_Consigne donnée 1_: Dans l'extrait source ci-dessous, quel montant les consorts [E] demandent-ils à titre de dommages-intérêts pour la perte de valeur de l'immeuble ?

Aux termes de conclusions récapitulatives déposées le 11 juillet 2011 auxquelles il est pareillement renvoyé pour l'exposé des moyens, les consorts [E], intimés, demandent au contraire de :

- confirmer le jugement en ce qu'il a condamné Monsieur et Madame [U] au paiement d'une somme de 7 666,37 € correspondant au coût de reprise des désordres,

- recevoir les concluants en leur appel incident,

- constater que Monsieur et Madame [U] ont commis une rétention dolosive en ne précisant pas que la maison n'était pas construite de façon traditionnelle parpaings - ciment, mais selon un principe et au moyen de matériaux peu utilisés ainsi qu'en leur cachant l'existence de la servitude qui grevait leur propriété,

- constater que Me [T] a lui-même commis une faute en ne les informant pas lui-même de cette servitude,

- les condamner in solidum au paiement d'une indemnité de 40 000,00 € à titre de dommages-intérêts en réparation de la perte de valeur de l'immeuble,

- les condamner sur le fondement de l'article 700 du Code de Procédure Civile au paiement d'une indemnité de 4 000,00 € au titre des frais de première instance et d'une indemnité de 4 000,00 € en cause d'appel, ainsi qu'aux dépens.

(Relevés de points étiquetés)
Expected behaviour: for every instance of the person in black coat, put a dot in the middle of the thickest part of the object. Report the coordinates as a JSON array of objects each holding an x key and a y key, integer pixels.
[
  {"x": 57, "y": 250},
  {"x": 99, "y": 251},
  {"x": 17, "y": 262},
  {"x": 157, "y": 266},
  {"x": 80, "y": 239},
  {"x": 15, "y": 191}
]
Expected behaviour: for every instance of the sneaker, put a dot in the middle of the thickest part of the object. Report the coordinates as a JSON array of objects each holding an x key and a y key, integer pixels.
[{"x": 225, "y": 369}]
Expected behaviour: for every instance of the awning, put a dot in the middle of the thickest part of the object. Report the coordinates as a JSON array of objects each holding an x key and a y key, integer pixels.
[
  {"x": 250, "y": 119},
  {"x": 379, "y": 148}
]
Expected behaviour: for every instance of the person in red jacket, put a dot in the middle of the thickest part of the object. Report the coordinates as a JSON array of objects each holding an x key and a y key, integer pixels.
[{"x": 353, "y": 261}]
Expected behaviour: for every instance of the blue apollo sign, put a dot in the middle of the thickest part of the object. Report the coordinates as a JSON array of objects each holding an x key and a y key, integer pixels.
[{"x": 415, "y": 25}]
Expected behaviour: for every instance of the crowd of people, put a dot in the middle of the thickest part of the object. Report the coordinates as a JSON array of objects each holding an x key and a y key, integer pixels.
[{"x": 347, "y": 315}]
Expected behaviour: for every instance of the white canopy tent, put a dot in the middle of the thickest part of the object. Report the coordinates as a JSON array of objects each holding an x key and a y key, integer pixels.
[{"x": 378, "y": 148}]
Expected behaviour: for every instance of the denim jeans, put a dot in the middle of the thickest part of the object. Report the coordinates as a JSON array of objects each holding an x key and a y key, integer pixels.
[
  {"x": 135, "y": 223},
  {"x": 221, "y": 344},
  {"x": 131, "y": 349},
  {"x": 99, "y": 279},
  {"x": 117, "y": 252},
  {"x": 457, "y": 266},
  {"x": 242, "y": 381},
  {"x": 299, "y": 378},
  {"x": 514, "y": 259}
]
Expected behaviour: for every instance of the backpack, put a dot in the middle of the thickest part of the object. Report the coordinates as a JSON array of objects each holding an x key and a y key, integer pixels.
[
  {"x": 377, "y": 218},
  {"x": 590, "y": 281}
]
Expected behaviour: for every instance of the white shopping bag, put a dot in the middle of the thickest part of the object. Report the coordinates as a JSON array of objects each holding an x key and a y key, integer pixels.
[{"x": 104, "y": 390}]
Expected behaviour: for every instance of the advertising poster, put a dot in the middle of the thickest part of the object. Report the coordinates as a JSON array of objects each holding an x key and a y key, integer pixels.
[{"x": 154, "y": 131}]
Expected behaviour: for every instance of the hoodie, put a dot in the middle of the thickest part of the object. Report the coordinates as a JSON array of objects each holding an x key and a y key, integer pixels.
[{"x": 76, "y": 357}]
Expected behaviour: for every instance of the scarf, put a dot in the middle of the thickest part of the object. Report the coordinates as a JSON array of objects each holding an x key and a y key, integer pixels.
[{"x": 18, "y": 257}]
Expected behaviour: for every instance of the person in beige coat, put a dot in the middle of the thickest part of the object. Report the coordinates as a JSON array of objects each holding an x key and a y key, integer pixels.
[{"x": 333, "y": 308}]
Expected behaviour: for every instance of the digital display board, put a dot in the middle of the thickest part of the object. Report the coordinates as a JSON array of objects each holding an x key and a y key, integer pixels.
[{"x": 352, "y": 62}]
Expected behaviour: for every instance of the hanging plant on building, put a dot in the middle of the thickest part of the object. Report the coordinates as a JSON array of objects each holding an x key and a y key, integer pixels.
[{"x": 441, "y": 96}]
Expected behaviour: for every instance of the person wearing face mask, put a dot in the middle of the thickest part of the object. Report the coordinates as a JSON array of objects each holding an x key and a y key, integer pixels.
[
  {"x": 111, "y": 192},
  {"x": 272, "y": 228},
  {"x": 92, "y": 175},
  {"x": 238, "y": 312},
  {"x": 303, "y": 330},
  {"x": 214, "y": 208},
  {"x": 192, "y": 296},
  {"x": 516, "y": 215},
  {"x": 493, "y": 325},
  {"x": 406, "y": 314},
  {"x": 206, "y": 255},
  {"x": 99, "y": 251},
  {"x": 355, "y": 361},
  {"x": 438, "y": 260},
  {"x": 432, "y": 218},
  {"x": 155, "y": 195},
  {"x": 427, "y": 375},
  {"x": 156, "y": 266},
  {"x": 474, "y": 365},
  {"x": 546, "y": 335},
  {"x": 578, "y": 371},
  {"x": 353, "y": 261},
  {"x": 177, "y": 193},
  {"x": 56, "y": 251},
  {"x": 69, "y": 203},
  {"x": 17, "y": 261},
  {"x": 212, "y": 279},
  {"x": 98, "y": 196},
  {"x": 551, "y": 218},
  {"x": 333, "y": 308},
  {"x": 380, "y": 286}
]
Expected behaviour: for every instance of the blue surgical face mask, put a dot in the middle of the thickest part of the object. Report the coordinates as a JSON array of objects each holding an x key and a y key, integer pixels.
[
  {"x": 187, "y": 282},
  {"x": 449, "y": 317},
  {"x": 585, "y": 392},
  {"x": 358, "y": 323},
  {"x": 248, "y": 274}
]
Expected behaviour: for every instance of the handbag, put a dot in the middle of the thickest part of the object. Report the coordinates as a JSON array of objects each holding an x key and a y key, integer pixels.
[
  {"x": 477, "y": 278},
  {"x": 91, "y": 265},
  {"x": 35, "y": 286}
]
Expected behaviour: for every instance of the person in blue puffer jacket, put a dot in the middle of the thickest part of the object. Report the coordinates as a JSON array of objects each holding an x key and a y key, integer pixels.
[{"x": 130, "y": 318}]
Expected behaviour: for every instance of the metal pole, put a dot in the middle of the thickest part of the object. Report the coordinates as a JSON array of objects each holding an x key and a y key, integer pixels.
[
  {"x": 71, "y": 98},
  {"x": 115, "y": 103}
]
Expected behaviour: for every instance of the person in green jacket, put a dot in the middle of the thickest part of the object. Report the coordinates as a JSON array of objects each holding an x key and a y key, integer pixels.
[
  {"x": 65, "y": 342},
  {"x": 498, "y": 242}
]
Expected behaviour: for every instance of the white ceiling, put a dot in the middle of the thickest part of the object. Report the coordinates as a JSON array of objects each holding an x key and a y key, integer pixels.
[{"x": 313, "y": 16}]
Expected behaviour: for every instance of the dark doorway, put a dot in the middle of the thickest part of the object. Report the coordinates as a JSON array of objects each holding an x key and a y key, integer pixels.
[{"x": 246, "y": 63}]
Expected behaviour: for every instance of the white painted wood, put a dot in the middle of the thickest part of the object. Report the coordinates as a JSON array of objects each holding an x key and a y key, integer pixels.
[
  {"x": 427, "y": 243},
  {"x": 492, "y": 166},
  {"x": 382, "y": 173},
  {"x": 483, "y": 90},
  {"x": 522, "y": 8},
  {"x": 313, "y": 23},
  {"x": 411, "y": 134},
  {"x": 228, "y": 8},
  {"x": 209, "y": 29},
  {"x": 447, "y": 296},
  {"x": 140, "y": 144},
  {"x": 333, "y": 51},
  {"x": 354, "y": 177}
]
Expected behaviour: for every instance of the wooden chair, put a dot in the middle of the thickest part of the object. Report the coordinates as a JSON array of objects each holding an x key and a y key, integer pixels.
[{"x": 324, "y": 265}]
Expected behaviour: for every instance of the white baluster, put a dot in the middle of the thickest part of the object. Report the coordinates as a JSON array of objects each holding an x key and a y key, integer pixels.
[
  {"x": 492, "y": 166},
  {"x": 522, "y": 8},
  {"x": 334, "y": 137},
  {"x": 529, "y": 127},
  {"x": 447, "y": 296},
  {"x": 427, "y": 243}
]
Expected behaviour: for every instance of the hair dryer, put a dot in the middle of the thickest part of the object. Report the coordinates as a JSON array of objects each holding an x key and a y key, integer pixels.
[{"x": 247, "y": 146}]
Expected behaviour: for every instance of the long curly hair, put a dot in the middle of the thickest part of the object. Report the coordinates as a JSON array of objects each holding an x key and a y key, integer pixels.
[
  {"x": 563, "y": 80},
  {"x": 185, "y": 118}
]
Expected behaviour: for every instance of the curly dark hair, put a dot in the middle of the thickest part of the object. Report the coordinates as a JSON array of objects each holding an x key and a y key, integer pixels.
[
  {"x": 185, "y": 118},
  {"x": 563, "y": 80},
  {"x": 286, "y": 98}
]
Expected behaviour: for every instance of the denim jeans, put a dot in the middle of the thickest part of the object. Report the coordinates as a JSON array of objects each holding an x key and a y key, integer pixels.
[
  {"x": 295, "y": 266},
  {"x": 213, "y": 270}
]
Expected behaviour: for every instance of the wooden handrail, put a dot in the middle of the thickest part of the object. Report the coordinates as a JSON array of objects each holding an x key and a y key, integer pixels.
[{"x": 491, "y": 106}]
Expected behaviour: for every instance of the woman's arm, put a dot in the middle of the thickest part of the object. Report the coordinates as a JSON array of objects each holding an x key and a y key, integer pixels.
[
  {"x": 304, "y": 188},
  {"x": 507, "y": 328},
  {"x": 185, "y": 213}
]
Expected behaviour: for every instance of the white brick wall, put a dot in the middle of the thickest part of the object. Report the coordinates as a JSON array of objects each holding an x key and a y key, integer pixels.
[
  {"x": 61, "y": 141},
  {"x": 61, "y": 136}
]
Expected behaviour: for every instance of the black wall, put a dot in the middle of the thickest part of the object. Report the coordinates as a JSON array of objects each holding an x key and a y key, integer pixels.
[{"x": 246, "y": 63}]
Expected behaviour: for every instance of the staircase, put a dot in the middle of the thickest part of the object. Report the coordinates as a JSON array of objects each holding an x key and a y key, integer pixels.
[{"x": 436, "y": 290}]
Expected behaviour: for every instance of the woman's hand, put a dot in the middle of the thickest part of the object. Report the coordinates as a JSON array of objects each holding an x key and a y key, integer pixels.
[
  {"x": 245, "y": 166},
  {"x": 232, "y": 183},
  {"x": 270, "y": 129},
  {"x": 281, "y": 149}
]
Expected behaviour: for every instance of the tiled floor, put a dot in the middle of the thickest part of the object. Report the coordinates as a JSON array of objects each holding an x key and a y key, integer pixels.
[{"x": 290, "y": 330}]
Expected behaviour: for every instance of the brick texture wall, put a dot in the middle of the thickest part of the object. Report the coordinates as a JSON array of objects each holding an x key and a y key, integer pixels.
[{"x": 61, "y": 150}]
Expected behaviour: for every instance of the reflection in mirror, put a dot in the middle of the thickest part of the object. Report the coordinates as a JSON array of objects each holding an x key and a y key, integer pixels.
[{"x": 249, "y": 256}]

_Consigne donnée 2_: Renvoie toutes les lignes du listing où figure le mot “curly” ; la casse compte.

_Réponse correcte 1_: Une indemnité de 40 000,00 €.

_Réponse correcte 2_:
Expected behaviour: for every instance of the long curly hair, put a dot in the middle of the thickest part of the object. Report the coordinates as a JSON array of objects each holding an x key and a y key, integer pixels.
Expected behaviour: for every instance of the curly dark hair, put a dot in the middle of the thickest part of the object. Report the coordinates as a JSON array of objects each holding an x key and a y key, integer pixels.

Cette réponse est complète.